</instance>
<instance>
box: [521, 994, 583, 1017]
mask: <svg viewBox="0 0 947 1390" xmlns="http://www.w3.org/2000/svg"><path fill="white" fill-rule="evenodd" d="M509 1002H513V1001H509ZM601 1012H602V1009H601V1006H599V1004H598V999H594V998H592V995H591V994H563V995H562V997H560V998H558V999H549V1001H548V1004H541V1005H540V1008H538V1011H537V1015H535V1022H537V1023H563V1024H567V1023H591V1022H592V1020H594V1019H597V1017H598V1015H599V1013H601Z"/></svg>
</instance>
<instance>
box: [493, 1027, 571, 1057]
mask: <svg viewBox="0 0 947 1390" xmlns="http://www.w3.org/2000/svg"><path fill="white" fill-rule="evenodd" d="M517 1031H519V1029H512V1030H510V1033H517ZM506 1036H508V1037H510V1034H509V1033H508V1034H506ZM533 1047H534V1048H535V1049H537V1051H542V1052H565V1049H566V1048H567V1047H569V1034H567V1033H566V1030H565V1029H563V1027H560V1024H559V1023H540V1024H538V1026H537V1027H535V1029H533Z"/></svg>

§ **WORK ITEM**: Copy every one of the rows above, with no changes at all.

§ **SOLVED EXERCISE**:
</instance>
<instance>
box: [521, 994, 583, 1017]
mask: <svg viewBox="0 0 947 1390" xmlns="http://www.w3.org/2000/svg"><path fill="white" fill-rule="evenodd" d="M509 1002H513V1001H509ZM601 1012H602V1009H601V1006H599V1004H598V999H594V998H592V995H591V994H563V995H562V997H560V998H558V999H549V1001H548V1004H541V1005H540V1008H538V1011H537V1015H535V1022H537V1023H563V1024H567V1023H591V1022H592V1020H594V1019H597V1017H598V1015H599V1013H601Z"/></svg>
</instance>
<instance>
box: [493, 1027, 571, 1057]
mask: <svg viewBox="0 0 947 1390" xmlns="http://www.w3.org/2000/svg"><path fill="white" fill-rule="evenodd" d="M517 1031H519V1029H512V1030H510V1033H517ZM506 1036H508V1037H510V1034H509V1033H508V1034H506ZM533 1047H534V1048H535V1049H537V1051H542V1052H565V1049H566V1048H567V1047H569V1034H567V1033H566V1030H565V1029H563V1027H560V1024H559V1023H540V1024H538V1026H537V1027H535V1029H533Z"/></svg>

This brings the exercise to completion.